Stored records.
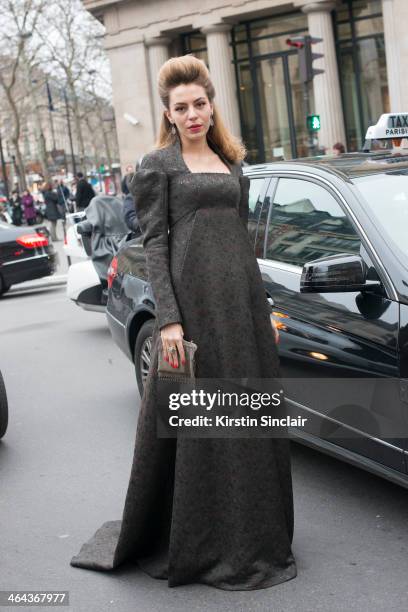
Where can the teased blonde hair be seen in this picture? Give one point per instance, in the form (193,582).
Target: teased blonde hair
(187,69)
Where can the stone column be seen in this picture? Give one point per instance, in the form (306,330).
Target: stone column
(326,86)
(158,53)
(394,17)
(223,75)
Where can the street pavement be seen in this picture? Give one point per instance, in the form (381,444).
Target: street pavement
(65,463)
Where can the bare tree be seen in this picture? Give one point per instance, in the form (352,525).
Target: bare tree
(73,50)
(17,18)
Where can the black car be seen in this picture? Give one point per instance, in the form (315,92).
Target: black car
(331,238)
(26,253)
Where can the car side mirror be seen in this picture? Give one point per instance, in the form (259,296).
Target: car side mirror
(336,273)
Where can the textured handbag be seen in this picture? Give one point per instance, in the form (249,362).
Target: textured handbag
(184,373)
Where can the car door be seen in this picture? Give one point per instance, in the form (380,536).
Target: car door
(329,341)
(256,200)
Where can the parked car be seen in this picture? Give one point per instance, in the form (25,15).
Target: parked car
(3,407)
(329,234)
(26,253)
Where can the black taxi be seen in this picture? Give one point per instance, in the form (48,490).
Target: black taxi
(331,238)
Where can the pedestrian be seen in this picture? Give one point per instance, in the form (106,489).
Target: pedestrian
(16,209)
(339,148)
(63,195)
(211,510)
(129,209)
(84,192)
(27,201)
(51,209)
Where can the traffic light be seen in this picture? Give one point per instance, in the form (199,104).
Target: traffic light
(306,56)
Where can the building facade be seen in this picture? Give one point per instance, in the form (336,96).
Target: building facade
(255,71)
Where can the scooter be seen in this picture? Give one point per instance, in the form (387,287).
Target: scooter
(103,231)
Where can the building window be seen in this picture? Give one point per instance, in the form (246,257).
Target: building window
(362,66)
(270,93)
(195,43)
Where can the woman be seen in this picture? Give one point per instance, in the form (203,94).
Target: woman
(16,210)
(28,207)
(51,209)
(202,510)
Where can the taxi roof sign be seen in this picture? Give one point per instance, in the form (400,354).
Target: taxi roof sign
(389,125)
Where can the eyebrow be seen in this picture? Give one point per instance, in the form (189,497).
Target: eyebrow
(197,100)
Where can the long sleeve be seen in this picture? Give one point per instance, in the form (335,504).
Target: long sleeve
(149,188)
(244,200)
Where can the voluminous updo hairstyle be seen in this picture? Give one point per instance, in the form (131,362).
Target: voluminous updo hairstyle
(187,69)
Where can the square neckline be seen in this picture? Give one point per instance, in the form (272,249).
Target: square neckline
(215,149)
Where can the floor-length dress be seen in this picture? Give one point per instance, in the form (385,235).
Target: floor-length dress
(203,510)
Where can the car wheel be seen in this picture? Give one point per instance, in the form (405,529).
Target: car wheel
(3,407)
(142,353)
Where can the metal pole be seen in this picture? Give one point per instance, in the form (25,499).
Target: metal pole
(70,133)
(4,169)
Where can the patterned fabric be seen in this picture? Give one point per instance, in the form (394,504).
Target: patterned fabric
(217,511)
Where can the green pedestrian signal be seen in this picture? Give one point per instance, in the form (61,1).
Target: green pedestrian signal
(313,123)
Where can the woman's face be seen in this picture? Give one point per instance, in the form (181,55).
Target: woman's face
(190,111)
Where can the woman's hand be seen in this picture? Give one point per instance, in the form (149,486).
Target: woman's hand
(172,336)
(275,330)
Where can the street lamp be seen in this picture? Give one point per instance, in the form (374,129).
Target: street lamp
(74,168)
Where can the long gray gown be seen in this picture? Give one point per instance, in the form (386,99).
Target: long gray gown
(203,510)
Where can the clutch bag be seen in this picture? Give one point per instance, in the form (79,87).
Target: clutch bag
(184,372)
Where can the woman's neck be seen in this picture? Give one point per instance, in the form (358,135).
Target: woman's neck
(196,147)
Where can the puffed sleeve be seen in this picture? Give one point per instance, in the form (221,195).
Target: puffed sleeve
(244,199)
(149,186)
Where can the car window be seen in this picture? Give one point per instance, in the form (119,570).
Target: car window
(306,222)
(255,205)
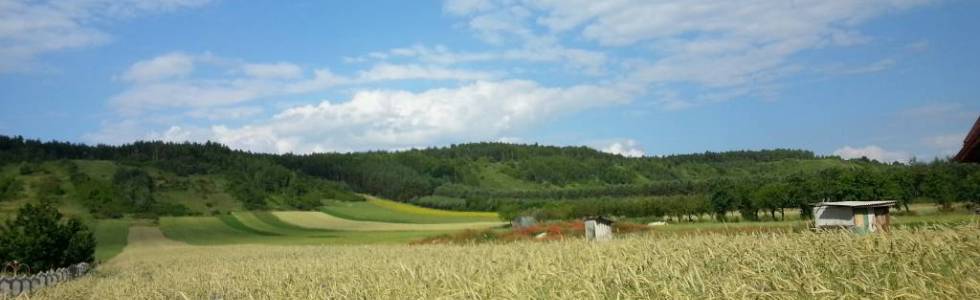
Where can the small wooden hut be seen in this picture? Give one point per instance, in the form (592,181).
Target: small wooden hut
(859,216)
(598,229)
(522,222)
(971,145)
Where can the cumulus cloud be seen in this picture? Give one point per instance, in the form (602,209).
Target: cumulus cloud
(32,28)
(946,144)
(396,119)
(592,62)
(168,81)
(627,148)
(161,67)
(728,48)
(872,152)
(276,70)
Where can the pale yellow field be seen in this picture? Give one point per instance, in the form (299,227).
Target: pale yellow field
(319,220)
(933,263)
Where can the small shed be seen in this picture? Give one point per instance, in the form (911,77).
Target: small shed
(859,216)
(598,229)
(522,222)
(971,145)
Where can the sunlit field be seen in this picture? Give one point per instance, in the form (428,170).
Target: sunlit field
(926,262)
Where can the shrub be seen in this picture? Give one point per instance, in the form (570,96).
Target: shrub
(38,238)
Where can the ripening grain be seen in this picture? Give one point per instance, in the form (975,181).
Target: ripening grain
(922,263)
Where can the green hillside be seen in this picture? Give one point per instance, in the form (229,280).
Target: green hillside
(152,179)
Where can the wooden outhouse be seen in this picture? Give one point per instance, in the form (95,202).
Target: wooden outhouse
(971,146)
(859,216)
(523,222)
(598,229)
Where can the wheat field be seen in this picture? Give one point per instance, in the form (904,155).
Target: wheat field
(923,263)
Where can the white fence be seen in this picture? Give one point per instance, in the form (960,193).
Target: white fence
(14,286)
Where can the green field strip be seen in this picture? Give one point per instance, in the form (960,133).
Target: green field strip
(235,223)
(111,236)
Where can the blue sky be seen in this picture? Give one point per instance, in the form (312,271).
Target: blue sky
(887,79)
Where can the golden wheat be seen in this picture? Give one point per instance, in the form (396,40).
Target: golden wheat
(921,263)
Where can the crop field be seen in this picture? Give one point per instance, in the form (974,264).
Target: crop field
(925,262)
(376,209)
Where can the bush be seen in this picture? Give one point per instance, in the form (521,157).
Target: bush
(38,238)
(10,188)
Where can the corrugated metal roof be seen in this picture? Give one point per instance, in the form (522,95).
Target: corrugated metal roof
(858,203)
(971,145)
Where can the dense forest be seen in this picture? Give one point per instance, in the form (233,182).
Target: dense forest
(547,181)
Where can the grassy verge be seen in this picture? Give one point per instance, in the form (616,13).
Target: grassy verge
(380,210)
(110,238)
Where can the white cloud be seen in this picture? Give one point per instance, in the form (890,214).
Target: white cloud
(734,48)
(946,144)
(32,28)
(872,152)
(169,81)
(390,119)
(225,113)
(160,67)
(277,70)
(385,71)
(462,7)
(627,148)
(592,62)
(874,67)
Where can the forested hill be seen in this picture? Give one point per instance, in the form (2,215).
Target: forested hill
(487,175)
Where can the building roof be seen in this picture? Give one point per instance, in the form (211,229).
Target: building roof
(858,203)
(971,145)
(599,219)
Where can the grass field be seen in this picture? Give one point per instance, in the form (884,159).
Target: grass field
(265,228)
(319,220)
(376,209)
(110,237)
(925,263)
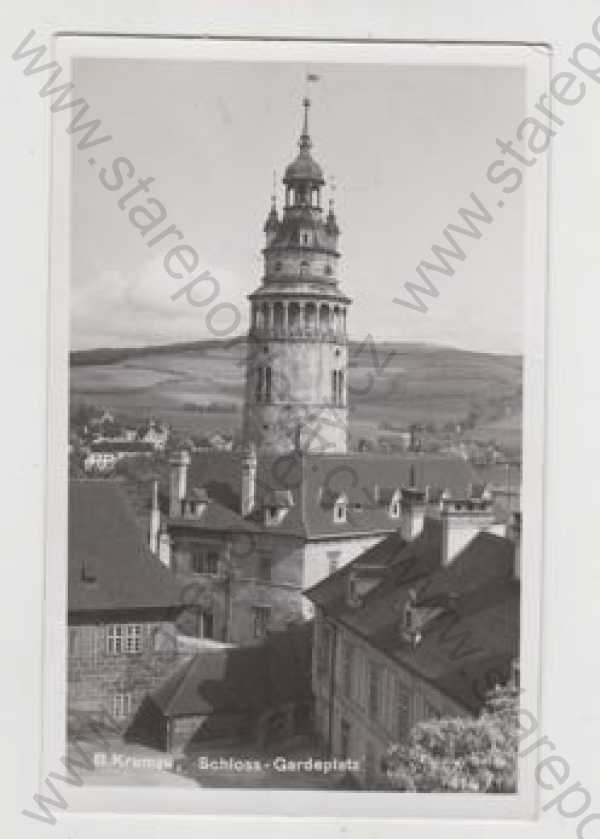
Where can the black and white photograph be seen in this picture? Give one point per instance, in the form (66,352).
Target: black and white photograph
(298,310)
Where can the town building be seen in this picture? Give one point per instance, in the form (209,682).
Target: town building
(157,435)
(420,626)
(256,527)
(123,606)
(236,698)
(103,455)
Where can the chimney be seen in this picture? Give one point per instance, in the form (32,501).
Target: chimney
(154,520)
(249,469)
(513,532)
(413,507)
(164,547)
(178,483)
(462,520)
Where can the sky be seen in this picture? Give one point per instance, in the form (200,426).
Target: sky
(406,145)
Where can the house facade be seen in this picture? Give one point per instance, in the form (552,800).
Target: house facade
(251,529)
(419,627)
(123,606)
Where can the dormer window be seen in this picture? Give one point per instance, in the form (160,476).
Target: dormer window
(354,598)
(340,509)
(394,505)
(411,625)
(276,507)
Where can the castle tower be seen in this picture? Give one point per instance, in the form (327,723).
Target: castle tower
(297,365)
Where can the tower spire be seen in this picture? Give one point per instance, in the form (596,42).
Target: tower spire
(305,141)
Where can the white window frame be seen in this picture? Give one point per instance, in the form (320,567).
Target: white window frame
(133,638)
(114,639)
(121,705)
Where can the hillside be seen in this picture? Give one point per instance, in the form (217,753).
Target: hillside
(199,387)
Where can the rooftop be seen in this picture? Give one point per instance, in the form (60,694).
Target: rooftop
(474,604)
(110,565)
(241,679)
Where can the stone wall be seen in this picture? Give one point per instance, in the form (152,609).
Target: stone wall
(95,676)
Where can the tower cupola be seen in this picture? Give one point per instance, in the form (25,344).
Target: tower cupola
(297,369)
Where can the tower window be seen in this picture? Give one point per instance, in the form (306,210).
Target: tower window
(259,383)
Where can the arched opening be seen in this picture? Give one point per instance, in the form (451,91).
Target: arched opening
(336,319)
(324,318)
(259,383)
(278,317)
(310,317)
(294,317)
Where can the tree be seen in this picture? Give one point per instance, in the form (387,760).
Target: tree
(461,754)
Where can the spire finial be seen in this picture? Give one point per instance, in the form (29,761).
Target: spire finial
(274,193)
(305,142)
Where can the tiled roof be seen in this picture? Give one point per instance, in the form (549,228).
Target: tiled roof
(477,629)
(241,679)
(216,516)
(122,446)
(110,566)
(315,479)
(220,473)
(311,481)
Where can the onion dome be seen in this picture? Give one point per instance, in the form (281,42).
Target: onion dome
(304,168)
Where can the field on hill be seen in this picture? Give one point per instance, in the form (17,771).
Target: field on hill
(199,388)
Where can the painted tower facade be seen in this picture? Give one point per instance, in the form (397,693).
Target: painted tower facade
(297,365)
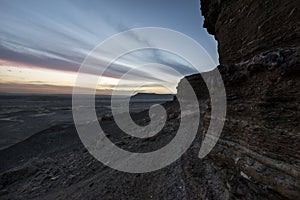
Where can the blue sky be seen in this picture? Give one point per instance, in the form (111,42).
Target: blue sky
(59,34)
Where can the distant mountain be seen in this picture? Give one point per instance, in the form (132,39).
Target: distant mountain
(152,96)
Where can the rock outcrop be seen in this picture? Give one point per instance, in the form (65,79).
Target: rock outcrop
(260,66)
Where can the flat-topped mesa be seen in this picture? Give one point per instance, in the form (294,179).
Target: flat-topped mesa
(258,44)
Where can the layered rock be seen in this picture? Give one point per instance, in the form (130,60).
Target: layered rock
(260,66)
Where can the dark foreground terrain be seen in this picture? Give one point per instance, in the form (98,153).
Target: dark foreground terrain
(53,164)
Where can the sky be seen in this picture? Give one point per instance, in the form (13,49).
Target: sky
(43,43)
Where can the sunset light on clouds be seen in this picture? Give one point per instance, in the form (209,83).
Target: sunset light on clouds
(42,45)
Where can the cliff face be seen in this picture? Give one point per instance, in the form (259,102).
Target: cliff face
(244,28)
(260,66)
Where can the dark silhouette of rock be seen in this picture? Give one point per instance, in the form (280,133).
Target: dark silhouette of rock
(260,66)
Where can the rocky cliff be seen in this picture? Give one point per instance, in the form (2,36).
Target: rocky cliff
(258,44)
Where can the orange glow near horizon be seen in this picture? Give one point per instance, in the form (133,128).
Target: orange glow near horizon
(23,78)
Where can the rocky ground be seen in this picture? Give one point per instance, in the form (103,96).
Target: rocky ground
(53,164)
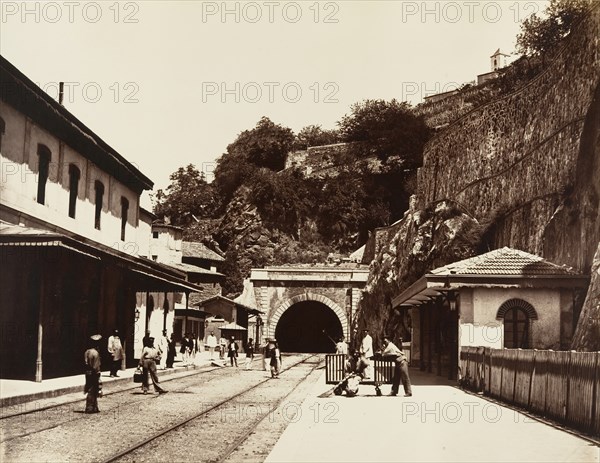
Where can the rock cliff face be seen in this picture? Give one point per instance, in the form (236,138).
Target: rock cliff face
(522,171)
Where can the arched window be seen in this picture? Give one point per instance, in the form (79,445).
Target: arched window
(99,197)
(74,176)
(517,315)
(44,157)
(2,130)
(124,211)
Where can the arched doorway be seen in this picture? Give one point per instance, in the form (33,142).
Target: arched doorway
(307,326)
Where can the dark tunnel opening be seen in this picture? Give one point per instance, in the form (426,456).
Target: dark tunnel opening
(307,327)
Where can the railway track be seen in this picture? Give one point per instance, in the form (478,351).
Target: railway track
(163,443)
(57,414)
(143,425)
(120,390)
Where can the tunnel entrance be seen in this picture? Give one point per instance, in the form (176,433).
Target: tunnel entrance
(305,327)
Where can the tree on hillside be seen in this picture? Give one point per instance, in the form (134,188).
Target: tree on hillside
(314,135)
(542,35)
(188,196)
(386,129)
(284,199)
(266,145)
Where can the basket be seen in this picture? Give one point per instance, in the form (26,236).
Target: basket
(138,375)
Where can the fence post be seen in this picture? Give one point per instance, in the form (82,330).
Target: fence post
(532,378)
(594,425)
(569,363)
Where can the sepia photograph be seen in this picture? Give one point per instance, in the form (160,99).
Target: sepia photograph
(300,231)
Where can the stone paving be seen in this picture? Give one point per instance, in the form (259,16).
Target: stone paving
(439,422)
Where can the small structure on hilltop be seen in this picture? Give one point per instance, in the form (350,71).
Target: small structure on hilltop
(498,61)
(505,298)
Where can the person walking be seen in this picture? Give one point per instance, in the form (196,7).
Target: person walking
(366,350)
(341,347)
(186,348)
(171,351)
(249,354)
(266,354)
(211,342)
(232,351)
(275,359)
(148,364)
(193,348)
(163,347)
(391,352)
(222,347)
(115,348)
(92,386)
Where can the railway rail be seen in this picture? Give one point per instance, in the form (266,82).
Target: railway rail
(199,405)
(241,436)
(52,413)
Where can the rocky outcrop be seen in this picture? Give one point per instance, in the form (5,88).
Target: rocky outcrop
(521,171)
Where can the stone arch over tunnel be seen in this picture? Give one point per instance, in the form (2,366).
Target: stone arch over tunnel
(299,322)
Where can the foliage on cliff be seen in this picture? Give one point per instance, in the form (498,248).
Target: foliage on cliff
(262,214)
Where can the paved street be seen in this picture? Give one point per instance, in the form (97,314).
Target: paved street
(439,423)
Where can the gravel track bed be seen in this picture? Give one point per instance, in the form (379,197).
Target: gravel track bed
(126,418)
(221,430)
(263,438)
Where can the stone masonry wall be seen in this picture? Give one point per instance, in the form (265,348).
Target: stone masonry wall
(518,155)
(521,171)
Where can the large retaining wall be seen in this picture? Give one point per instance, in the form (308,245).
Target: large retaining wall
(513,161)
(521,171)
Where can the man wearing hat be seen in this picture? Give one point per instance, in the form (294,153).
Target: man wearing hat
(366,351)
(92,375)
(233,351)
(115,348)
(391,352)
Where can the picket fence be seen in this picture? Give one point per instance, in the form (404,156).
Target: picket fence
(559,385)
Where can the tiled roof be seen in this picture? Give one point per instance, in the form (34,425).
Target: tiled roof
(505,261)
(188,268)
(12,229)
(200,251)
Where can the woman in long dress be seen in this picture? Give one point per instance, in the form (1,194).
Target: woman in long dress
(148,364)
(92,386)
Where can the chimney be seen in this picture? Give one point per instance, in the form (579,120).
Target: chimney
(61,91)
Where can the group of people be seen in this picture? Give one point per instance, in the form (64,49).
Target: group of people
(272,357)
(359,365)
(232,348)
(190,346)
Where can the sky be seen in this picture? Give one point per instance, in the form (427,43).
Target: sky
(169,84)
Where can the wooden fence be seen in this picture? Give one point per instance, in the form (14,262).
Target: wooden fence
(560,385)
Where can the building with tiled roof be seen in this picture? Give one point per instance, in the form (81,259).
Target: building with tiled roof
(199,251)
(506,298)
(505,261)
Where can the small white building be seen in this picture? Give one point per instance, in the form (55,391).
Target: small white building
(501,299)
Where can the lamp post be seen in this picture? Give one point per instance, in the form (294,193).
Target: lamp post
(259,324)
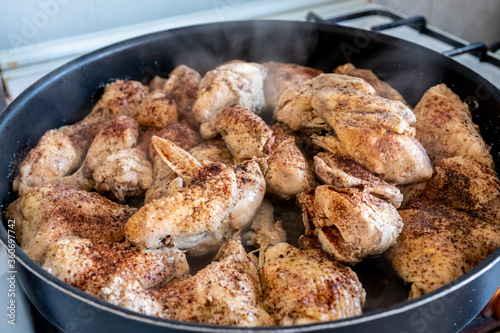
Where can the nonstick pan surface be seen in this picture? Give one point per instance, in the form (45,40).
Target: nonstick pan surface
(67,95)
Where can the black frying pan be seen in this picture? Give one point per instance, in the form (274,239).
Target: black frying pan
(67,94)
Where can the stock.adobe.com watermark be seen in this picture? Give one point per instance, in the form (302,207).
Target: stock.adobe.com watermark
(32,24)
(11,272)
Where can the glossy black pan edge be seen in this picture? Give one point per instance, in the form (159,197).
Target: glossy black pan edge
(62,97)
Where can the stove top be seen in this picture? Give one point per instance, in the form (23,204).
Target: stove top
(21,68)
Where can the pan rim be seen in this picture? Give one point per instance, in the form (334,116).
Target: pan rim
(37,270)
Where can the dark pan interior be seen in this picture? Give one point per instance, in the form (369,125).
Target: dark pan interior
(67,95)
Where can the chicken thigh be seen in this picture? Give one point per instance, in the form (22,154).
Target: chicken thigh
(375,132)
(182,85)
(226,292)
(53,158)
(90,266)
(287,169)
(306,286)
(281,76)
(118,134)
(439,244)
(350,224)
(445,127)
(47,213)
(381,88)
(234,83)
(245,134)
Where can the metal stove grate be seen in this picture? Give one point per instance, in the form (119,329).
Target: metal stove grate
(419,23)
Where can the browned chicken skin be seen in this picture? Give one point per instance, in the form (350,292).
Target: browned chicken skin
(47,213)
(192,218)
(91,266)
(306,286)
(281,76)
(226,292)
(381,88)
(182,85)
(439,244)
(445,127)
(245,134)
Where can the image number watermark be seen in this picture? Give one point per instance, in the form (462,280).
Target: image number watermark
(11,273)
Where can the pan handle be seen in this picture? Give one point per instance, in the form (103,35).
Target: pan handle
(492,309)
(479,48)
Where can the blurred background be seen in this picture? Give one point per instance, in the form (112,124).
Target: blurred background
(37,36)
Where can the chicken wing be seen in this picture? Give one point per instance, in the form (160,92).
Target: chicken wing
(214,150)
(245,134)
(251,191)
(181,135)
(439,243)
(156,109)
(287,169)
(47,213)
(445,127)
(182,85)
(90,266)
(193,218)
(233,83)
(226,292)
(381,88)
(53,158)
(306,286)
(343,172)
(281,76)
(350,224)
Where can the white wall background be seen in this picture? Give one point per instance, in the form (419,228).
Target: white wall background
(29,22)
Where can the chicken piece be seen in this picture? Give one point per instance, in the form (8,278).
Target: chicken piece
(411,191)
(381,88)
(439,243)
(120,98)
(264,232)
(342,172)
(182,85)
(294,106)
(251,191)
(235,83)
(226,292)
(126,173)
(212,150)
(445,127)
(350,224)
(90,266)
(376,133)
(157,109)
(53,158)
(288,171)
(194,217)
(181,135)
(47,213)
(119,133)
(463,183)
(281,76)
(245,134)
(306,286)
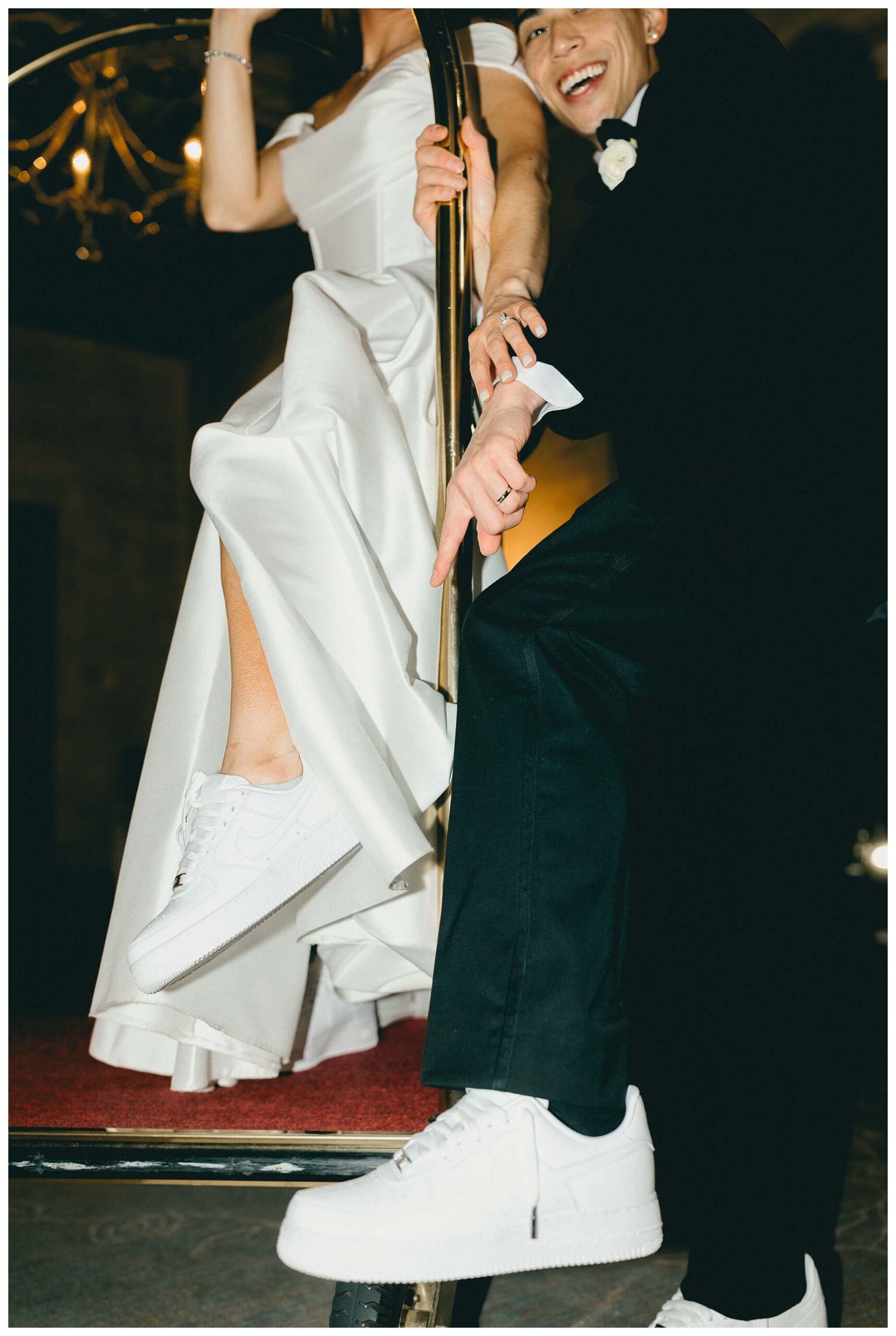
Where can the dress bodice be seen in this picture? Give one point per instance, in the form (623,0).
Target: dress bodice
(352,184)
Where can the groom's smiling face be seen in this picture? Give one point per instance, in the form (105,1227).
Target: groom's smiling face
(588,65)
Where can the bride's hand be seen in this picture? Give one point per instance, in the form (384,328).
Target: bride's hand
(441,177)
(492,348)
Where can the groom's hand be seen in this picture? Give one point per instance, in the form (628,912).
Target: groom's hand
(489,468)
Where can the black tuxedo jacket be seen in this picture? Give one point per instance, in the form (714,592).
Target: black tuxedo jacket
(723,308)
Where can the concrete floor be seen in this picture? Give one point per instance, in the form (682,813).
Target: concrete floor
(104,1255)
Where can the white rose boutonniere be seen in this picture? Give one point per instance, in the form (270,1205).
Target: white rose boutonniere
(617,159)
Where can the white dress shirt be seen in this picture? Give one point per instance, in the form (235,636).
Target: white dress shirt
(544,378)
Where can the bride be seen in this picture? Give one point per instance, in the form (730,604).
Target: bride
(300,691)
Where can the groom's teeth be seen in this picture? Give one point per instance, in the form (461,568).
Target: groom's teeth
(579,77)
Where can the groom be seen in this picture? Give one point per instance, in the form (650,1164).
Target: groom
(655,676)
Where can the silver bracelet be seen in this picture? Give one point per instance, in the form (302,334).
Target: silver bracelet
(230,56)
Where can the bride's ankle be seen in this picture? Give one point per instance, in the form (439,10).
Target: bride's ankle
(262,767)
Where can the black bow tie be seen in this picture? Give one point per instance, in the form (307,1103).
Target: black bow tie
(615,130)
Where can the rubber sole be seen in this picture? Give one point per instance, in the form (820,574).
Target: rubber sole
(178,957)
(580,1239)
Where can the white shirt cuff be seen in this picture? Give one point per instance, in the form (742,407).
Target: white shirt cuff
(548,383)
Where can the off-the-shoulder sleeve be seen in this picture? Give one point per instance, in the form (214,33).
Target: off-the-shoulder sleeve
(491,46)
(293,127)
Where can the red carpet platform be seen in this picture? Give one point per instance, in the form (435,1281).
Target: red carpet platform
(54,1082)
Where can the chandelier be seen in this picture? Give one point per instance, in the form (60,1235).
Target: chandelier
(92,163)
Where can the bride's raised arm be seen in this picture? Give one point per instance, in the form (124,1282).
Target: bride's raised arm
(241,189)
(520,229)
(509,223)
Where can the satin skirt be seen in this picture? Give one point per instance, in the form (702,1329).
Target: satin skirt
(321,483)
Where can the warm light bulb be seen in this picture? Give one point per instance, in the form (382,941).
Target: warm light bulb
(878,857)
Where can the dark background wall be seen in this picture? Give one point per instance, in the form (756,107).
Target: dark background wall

Problem description. Repeat exactly, and only, the lines from the one containing "Where can the bride's raised" through the end of the material.

Result below.
Where can the bride's raised arm be seen in this picture? Give one point per instance, in the form (124,1282).
Target: bride's raised arm
(241,189)
(520,229)
(509,223)
Where can the satin skirt be seen in this picture? Give one point per instance, in the form (702,1329).
Target: satin skirt
(321,483)
Where can the warm light bulb be seen in this picture? Give one point per instance, in the form (382,941).
Target: warm light bulb
(878,857)
Where can the dark background wall be seen in this picture? Give one point per instance, in the form (756,107).
Target: dark background wall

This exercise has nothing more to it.